A reportagem da Folha de São Paulo mostrava
a queda da popularidade de FHC, atribuindo ao desemprego a principal causa
desta. Os alunos se dividiram em grupos para a análise da reportagem,
e cada grupo recebeu uma parte desta. Os grupos leram, analisaram e discutiram
as tabelas da reportagem e construíram gráficos para expressar
as idéias das tabelas. O trabalho com gráficos e tabelas
presentes em notícias veiculadas pela mídia, que desenvolvi
com os alunos, tem relação também com uma das pesquisas
de Luciano Meira (1991), na qual o educador explora a competência
de sujeitos adultos e adolescentes no uso de gráficos como um meio
de construção de conhecimentos matemáticos e de interpretação
de fatos do cotidiano.
Analisamos também uma reportagem da
revista Veja, Maior e Melhor (07/10/98). Apresentando gráficos sobre
a expectativa de vida da população, analfabetismo, renda
per capita, taxa de fertilidade, mortalidade infantil, além de tabelas
mostrando o aumento da frota de automóveis, linhas telefônicas
e aparelhos de TV no Brasil, neste período, os alunos puderam analisar
o que mudou no país e na qualidade de vida da população
durante a República.
Das discussões da vida atual, do cotidiano,
passamos a analisar um pouco o histórico do salário mínimo,
pois nossa inquietação continuava: por que o salário
mínimo está tão defasado? Para isto, buscando um auxílio
em elementos da História do Brasil, discutimos aspectos importantes
a respeito da classe operária, pois há fatos de hoje que
só compreendemos fazendo uma volta ao passado. Assim, em uma aula
discutimos um texto elaborado por mim sobre a instauração
de algumas leis sociais no Brasil.

# [Instrução 1]
Converta em uma lista JSON de strings as linhas dos registros, começando na linha que contém "query: the noun phrase to segment: white uniform" e terminando na linha que contém "POLYGON ((94 43, 82", com uma string por linha e sem as linhas em branco.

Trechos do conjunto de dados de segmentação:
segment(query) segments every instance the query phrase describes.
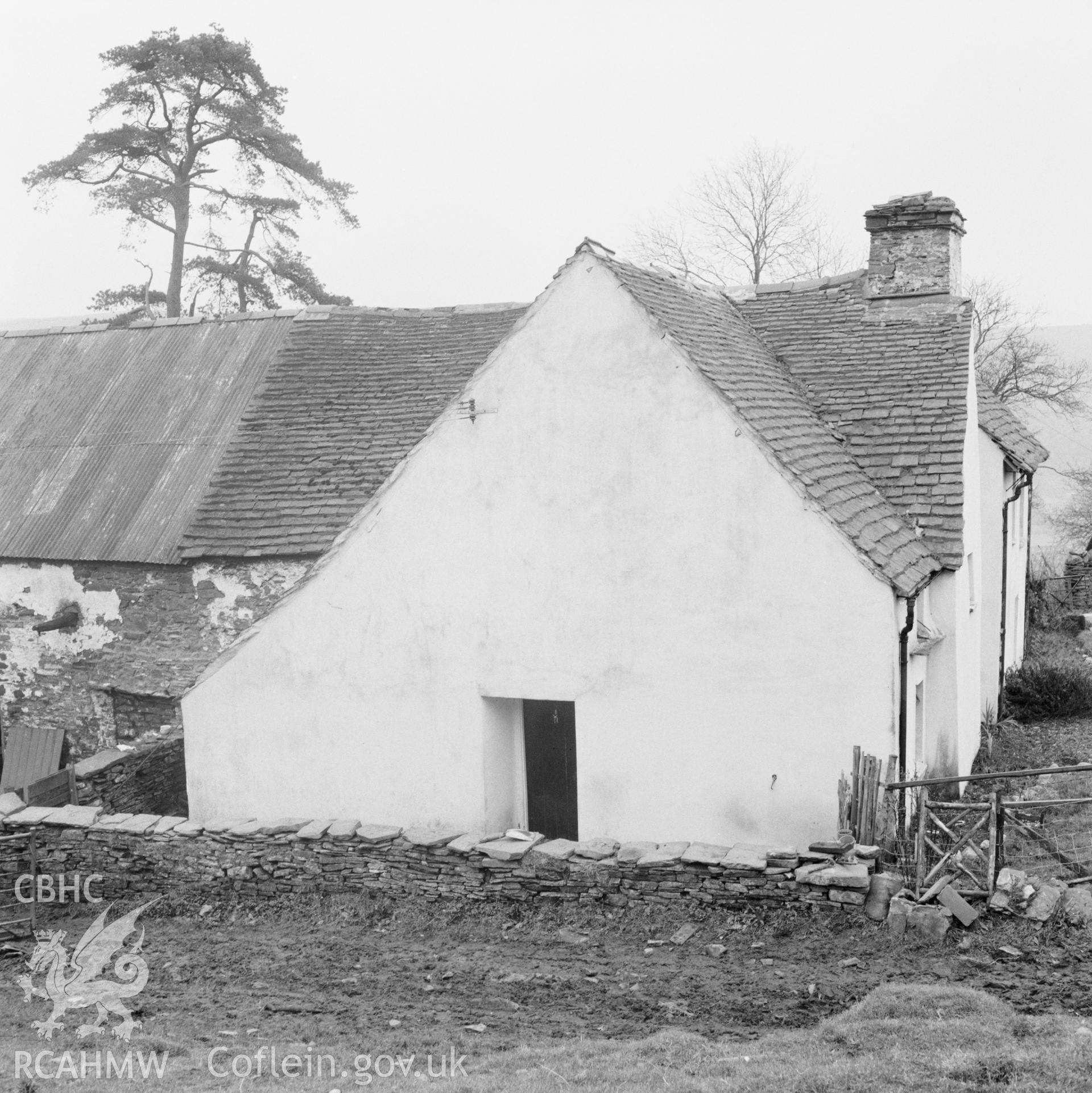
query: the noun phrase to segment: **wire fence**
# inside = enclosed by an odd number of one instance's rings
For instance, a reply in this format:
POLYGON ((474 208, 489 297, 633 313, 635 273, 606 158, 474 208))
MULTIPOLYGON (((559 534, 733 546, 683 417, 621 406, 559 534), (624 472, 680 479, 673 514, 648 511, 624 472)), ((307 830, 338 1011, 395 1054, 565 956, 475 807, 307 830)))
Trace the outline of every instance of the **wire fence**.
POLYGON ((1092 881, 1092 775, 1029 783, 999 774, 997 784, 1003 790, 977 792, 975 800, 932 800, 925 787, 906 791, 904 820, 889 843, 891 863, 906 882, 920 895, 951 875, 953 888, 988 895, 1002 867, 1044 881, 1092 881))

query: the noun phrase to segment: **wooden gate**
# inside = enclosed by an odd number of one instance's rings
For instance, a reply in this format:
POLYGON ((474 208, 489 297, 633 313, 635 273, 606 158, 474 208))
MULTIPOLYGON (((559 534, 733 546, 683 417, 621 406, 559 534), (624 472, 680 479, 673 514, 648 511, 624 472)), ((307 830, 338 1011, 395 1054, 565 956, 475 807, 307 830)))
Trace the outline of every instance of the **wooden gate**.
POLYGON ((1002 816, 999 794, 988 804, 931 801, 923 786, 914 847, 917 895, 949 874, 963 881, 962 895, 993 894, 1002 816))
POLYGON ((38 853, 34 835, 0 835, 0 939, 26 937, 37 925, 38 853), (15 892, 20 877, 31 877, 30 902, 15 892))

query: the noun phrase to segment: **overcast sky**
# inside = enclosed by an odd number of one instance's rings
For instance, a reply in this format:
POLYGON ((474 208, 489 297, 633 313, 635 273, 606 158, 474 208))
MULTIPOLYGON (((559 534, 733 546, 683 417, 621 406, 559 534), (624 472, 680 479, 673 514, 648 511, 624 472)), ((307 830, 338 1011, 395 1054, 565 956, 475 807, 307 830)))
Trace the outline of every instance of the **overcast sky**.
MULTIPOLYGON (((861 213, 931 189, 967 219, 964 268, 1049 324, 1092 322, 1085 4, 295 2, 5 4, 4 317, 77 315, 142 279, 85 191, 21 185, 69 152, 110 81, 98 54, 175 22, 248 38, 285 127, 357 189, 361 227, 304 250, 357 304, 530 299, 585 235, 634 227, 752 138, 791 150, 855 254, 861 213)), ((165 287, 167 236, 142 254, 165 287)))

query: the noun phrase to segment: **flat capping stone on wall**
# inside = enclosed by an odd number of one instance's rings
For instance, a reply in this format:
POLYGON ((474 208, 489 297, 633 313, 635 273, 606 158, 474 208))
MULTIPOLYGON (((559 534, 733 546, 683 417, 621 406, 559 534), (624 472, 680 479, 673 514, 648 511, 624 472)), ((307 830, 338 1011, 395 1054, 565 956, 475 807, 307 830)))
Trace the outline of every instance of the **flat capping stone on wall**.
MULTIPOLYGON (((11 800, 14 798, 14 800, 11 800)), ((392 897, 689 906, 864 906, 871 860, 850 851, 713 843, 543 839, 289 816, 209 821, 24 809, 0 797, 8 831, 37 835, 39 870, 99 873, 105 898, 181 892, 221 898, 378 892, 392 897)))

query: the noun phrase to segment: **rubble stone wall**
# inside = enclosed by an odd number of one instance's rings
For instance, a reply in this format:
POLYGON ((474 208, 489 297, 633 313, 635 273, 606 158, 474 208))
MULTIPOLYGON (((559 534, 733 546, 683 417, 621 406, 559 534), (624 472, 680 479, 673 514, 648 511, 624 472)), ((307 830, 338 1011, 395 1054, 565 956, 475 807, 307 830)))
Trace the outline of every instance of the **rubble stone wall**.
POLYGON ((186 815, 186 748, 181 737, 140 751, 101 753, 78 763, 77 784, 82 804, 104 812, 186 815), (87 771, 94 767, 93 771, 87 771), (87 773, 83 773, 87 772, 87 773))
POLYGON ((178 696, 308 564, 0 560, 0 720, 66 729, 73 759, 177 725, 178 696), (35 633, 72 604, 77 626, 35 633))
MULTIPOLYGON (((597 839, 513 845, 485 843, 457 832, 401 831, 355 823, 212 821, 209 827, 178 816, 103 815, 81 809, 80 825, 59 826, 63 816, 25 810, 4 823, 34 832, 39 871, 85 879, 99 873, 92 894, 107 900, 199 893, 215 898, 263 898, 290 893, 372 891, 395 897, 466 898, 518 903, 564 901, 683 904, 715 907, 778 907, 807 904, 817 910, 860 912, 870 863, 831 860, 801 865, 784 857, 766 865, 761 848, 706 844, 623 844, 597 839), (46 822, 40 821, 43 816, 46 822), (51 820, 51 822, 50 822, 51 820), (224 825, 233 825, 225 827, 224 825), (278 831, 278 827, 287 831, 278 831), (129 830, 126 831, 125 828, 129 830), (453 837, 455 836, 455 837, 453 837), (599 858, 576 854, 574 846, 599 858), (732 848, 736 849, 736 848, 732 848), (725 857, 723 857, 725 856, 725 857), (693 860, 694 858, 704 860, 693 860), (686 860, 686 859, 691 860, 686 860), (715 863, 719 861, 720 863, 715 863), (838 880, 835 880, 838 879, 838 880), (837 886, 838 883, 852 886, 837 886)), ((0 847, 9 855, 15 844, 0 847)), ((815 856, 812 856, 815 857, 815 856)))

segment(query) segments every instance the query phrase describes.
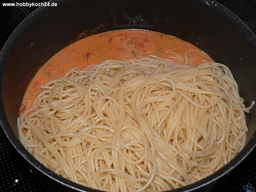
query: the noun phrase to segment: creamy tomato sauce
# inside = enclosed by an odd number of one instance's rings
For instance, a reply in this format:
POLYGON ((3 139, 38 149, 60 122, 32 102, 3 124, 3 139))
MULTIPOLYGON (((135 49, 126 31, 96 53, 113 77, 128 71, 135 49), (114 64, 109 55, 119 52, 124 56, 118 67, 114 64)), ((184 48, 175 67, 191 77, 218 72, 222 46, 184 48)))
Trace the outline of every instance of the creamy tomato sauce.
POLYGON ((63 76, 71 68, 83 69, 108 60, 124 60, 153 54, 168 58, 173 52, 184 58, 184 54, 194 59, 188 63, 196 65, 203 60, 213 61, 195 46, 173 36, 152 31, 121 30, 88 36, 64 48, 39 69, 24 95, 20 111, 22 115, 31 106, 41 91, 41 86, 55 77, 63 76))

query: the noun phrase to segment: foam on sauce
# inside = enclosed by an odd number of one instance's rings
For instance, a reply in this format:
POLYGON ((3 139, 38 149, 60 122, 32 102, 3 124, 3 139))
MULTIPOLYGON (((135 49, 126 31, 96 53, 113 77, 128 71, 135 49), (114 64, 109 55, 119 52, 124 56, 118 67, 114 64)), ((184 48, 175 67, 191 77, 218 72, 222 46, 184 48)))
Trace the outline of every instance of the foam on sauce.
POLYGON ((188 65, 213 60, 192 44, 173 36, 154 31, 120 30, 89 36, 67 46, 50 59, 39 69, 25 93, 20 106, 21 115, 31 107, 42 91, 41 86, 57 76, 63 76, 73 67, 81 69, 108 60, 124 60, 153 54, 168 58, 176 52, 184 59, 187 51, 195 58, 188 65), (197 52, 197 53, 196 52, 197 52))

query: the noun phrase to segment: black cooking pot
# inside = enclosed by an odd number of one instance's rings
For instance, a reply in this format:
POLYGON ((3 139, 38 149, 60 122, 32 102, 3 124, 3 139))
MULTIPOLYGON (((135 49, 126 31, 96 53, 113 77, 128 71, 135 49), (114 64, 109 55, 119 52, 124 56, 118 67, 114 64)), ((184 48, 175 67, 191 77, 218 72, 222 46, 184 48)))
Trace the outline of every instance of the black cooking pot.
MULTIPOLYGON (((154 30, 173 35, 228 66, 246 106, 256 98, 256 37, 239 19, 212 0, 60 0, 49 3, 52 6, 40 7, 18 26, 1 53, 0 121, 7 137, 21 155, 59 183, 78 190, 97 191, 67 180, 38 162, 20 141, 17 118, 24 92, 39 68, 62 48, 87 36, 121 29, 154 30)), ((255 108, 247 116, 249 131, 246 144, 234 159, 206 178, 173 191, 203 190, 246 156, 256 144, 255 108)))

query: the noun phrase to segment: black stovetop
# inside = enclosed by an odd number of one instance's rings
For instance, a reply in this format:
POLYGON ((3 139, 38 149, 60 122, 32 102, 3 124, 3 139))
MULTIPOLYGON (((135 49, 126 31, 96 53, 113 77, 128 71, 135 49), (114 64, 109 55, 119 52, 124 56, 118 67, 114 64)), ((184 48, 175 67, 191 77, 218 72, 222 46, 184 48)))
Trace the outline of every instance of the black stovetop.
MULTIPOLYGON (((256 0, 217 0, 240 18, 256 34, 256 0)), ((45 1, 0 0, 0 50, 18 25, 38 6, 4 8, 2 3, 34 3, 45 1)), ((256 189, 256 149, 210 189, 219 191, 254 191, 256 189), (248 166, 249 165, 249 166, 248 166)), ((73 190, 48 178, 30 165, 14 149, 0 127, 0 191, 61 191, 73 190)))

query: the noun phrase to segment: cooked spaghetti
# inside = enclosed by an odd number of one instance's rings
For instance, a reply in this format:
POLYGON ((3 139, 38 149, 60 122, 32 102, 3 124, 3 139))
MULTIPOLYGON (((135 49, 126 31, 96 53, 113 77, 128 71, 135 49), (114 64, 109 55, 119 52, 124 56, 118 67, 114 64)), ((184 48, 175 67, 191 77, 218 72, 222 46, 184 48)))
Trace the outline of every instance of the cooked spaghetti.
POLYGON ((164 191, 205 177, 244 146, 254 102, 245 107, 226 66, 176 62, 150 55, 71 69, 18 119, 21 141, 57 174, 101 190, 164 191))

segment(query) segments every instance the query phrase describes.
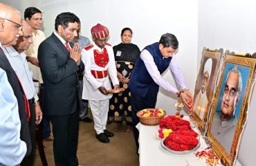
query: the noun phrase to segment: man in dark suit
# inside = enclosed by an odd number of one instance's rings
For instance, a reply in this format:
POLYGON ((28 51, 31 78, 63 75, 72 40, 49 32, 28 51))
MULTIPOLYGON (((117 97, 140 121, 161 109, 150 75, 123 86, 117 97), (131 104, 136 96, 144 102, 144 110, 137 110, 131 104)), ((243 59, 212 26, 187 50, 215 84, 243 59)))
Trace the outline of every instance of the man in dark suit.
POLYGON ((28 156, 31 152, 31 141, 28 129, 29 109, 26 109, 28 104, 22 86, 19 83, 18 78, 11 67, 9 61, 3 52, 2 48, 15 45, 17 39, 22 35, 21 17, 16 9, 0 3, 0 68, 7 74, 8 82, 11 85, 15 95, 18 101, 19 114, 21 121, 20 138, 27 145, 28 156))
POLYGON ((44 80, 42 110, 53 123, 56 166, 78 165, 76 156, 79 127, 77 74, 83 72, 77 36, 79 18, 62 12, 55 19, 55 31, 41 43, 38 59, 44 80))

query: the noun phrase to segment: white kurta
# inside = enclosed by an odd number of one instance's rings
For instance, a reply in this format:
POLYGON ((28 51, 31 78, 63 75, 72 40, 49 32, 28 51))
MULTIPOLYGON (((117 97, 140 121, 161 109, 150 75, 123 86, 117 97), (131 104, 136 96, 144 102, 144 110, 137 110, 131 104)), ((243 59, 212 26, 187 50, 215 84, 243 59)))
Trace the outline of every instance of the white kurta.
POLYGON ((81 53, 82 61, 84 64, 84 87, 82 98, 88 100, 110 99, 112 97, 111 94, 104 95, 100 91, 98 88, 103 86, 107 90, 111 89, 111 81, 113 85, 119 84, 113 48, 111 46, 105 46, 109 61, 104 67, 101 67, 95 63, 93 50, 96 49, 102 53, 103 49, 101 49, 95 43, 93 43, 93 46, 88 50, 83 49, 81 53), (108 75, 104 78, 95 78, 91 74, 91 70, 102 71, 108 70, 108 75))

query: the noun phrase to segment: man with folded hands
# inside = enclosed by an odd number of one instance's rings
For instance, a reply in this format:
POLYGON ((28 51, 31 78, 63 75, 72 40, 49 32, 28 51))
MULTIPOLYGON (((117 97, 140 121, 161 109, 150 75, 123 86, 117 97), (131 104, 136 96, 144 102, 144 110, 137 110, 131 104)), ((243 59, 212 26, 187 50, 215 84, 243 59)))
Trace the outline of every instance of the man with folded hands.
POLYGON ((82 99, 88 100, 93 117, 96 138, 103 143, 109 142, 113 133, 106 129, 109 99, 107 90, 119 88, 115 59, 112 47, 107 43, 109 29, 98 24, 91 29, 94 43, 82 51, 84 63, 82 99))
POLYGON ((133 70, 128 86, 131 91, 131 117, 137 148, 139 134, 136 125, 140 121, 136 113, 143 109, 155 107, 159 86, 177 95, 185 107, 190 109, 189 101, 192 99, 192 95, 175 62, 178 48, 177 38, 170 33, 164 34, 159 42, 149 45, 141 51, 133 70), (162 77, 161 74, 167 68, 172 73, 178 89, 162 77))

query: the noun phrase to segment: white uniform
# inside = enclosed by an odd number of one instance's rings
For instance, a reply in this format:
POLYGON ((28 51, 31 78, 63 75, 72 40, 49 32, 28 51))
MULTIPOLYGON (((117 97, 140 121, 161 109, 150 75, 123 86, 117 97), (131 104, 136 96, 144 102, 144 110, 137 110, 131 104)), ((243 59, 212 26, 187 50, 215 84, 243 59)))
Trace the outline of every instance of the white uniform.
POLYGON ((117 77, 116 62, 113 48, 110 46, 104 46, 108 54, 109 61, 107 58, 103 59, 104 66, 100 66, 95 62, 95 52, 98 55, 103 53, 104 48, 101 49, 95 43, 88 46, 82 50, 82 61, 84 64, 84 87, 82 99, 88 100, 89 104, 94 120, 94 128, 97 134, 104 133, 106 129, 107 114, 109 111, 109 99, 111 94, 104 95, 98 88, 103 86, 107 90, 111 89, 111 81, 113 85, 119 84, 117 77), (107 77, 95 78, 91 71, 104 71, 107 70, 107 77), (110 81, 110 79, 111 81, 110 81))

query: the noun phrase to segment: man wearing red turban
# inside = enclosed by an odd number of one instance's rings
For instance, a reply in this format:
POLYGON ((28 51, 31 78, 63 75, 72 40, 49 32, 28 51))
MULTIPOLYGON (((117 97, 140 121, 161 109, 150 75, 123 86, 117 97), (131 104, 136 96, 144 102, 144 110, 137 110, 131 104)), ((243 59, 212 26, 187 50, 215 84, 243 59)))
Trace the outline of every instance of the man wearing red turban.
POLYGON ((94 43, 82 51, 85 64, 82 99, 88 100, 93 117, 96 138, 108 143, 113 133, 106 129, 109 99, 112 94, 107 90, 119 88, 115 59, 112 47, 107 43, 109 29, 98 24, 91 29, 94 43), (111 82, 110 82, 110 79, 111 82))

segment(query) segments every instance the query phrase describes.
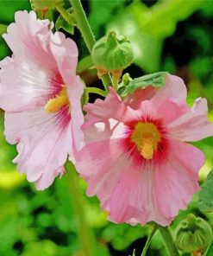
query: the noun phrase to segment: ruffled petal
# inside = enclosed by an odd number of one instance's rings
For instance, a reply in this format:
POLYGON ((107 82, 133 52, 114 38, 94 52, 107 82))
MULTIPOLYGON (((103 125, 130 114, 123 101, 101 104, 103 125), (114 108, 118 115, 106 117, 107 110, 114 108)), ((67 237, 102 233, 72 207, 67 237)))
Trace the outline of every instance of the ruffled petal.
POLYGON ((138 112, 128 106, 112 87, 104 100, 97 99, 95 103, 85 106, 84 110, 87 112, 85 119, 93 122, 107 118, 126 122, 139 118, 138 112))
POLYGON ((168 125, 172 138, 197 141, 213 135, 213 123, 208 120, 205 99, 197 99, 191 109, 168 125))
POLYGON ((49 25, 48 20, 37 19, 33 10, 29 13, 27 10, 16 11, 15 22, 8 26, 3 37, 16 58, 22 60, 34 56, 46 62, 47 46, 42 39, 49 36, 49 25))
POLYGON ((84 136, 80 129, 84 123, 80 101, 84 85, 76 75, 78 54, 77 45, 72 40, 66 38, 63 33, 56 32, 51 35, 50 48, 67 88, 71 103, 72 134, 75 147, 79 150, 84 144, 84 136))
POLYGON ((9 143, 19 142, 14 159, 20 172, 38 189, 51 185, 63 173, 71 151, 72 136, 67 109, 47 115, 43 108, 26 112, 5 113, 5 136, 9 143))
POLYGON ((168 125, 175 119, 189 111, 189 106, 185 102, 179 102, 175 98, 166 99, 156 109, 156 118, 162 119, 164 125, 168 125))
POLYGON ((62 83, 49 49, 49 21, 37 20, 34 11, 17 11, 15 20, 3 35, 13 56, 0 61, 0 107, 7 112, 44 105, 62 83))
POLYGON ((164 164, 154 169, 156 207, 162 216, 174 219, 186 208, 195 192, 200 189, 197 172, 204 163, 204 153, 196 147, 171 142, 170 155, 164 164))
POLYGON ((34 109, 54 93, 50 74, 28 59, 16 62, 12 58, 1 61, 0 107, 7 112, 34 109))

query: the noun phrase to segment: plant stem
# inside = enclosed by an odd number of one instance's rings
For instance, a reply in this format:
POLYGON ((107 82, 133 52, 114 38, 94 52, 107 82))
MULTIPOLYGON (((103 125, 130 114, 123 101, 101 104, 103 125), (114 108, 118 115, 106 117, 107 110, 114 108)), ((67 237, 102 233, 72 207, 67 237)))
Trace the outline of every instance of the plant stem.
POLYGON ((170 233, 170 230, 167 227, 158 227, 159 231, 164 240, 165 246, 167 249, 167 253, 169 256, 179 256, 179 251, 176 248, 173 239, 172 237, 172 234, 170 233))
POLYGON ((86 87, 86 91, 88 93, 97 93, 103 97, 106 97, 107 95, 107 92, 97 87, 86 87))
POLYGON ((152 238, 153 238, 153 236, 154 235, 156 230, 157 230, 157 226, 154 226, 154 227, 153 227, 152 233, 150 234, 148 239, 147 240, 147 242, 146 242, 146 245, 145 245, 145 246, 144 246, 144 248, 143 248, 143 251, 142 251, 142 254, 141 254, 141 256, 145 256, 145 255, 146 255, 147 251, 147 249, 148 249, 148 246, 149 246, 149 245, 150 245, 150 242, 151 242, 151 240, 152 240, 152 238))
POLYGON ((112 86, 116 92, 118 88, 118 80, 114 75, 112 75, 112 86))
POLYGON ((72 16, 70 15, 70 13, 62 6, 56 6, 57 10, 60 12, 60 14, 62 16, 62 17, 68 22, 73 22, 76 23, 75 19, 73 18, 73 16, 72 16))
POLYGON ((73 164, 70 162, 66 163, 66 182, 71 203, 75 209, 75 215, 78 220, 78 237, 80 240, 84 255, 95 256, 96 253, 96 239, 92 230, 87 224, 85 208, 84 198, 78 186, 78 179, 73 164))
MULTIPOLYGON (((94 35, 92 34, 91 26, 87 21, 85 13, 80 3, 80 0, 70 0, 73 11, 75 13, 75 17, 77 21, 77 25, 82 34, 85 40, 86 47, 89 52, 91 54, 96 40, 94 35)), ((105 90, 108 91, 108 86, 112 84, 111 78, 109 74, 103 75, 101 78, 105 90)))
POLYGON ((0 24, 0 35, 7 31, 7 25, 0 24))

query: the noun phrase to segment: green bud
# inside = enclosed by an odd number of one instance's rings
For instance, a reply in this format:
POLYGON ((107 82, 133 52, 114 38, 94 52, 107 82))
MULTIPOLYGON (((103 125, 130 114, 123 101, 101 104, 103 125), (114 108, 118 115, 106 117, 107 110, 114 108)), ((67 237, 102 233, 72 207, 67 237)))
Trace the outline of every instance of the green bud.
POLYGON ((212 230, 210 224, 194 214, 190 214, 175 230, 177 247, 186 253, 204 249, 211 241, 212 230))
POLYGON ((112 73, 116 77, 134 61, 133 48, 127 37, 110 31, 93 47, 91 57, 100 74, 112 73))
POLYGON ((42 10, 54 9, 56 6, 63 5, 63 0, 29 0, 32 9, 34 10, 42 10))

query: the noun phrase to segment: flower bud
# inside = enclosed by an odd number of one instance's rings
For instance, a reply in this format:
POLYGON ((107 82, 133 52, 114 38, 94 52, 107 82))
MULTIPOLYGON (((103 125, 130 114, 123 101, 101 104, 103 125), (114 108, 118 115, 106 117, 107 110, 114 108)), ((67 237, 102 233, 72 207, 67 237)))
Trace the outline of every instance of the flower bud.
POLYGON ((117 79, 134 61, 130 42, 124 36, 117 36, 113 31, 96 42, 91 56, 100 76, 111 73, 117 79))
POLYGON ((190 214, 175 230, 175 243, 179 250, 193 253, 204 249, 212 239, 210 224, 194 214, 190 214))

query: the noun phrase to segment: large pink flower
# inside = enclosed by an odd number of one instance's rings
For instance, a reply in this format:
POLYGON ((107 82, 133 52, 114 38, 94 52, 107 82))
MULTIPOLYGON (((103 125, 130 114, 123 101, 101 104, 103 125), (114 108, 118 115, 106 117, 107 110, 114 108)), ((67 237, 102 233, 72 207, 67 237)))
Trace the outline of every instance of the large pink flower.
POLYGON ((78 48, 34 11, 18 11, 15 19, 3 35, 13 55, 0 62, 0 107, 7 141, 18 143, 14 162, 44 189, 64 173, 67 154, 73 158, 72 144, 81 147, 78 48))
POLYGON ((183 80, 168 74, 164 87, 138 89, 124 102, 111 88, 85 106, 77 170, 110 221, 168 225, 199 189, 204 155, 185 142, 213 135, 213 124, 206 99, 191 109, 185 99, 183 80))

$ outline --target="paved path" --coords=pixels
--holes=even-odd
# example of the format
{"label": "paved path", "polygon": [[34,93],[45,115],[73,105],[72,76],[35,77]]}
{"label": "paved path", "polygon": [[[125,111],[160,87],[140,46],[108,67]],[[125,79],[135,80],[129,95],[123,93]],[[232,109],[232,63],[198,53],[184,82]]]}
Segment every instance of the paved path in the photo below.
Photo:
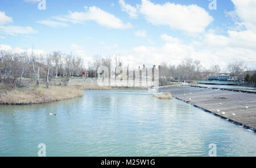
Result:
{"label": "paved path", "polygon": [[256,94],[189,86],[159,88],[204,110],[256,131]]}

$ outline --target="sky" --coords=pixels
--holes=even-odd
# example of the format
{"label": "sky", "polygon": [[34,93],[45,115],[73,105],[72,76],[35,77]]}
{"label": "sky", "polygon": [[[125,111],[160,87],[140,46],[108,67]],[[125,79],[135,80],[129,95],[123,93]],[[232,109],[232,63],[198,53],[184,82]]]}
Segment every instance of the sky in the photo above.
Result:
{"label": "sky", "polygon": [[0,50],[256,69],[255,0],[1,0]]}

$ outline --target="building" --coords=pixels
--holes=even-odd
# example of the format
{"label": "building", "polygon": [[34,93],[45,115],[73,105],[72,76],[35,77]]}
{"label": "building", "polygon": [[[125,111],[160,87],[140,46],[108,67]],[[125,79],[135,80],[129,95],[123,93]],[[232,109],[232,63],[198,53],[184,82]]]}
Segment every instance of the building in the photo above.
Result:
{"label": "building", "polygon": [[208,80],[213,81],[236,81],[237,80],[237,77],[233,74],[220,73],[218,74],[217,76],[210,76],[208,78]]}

# [Instrução 2]
No texto sobre o uso de reportagens em sala de aula, por que os alunos recorreram a elementos da História do Brasil ao estudar o salário mínimo?

# [Resposta escrita 1]
[
  "query: the noun phrase to segment: white uniform",
  "# inside = enclosed by an odd number of one instance's rings",
  "For instance, a reply in this format:",
  "POLYGON ((28 51, 31 78, 63 75, 72 40, 49 32, 28 51))",
  "MULTIPOLYGON (((117 97, 140 121, 161 109, 150 75, 123 86, 117 97), (131 104, 136 96, 144 102, 144 110, 137 110, 131 104)), ((243 59, 212 26, 187 50, 215 84, 243 59)))",
  "Trace the outline of every instance of the white uniform.",
  "POLYGON ((117 77, 116 62, 113 48, 110 46, 104 46, 108 54, 109 61, 107 58, 103 59, 104 66, 100 66, 95 62, 95 52, 98 55, 103 53, 104 48, 101 49, 95 43, 88 46, 82 50, 82 61, 84 64, 84 87, 82 99, 88 100, 89 104, 94 120, 94 128, 97 134, 104 133, 106 129, 107 114, 109 111, 109 99, 111 94, 104 95, 98 88, 103 86, 107 90, 111 89, 111 81, 113 85, 119 84, 117 77), (107 77, 95 78, 91 71, 104 71, 107 70, 107 77), (110 81, 110 79, 111 81, 110 81))",
  "query: the noun phrase to segment: man wearing red turban",
  "# inside = enclosed by an odd number of one instance's rings",
  "For instance, a reply in this format:",
  "POLYGON ((28 51, 31 78, 63 75, 72 40, 49 32, 28 51))",
  "MULTIPOLYGON (((117 97, 140 121, 161 109, 150 75, 123 86, 117 97), (131 104, 136 96, 144 102, 144 110, 137 110, 131 104)), ((243 59, 212 26, 187 50, 215 84, 243 59)))",
  "Trace the outline of every instance of the man wearing red turban.",
  "POLYGON ((94 43, 82 51, 85 64, 82 99, 88 100, 93 117, 96 138, 108 143, 113 133, 106 129, 109 99, 112 94, 107 90, 119 88, 115 59, 112 47, 107 43, 109 29, 98 24, 91 29, 94 43), (111 82, 110 82, 110 79, 111 82))"
]

# [Resposta escrita 2]
Eles recorreram à História do Brasil porque queriam entender por que o salário mínimo está tão defasado. O texto afirma que há fatos de hoje que só se compreendem voltando ao passado. Por isso, discutiram aspectos importantes sobre a classe operária.